▸ **Records supplied**:
+ + + + + + +
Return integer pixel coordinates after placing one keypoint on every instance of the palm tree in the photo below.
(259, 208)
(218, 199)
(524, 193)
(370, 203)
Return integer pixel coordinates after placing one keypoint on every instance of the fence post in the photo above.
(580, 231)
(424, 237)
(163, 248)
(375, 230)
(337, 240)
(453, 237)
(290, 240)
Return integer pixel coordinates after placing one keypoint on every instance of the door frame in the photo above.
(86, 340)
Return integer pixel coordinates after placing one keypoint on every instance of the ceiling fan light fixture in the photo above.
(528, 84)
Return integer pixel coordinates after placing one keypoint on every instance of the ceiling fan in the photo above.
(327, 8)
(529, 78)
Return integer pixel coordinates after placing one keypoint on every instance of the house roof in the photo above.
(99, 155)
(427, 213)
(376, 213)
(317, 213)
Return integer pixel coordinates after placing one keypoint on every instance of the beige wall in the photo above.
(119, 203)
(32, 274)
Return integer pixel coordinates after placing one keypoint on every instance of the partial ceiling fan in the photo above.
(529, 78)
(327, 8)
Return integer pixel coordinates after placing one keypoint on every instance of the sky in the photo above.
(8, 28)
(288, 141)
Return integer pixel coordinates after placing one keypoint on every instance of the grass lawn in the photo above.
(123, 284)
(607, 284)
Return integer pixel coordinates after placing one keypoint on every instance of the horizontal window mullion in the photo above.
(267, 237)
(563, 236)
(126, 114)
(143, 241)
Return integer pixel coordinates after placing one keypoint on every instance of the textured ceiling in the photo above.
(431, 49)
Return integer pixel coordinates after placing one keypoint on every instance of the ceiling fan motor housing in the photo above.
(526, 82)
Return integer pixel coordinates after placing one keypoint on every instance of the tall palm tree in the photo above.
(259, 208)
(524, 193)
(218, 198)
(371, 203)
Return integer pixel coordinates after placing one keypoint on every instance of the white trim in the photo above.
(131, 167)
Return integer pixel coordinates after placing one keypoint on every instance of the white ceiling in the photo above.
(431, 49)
+ + + + + + +
▸ **Objective**: Send back every record, precisely as written.

▸ **Response to the task**:
Return integer pixel coordinates after placing one keypoint on every instance of the palm tree in the photo below.
(259, 208)
(218, 199)
(524, 193)
(370, 203)
Return integer pixel coordinates after placing one keypoint on every instance of the fence post in the photo above.
(580, 231)
(424, 237)
(163, 248)
(375, 230)
(337, 240)
(453, 237)
(290, 240)
Return integer pixel coordinates after placing one keypoint on every instance of the door frame in the photo above.
(86, 340)
Return integer pixel coordinates after placing one keypoint on every instance of the ceiling fan light fixture in the photo above.
(528, 84)
Return integer pixel coordinates after placing one keypoint on every instance of the ceiling fan in the photo above.
(327, 8)
(529, 78)
Return integer pixel coordinates after placing one keypoint on every instance of the house roof in the photo above.
(99, 155)
(427, 213)
(376, 213)
(317, 213)
Return integer pixel coordinates after placing one keypoint on every instance of the beige wall in the photo above.
(119, 203)
(32, 274)
Return integer pixel coordinates after placing one keypoint on every instance of the partial ceiling fan in the photo above.
(529, 78)
(327, 8)
Return integer pixel coordinates after placing one keypoint on every instance of the sky in the photo above.
(8, 28)
(288, 141)
Return integer pixel coordinates after placing one keypoint on every instance of the grass lawn in the photo above.
(123, 284)
(607, 284)
Return integer pixel coordinates after placing one keypoint on every instance of the horizontal window mullion in the photo above.
(267, 237)
(563, 236)
(126, 114)
(143, 241)
Return integer pixel coordinates after placing one keypoint on every instance of the textured ceiling in the photo above.
(431, 49)
Return integer pixel coordinates after placing one keypoint on every instance of the ceiling fan motor housing in the photo above.
(526, 82)
Return integer pixel coordinates after placing one keypoint on every instance of the tall palm tree in the photo above.
(259, 208)
(524, 193)
(218, 198)
(371, 203)
Return integer pixel coordinates after placing one keypoint on every instance of the white trim in the photo above.
(131, 167)
Return integer pixel coordinates after placing one keypoint on every instance of the white ceiling in the photo above.
(431, 49)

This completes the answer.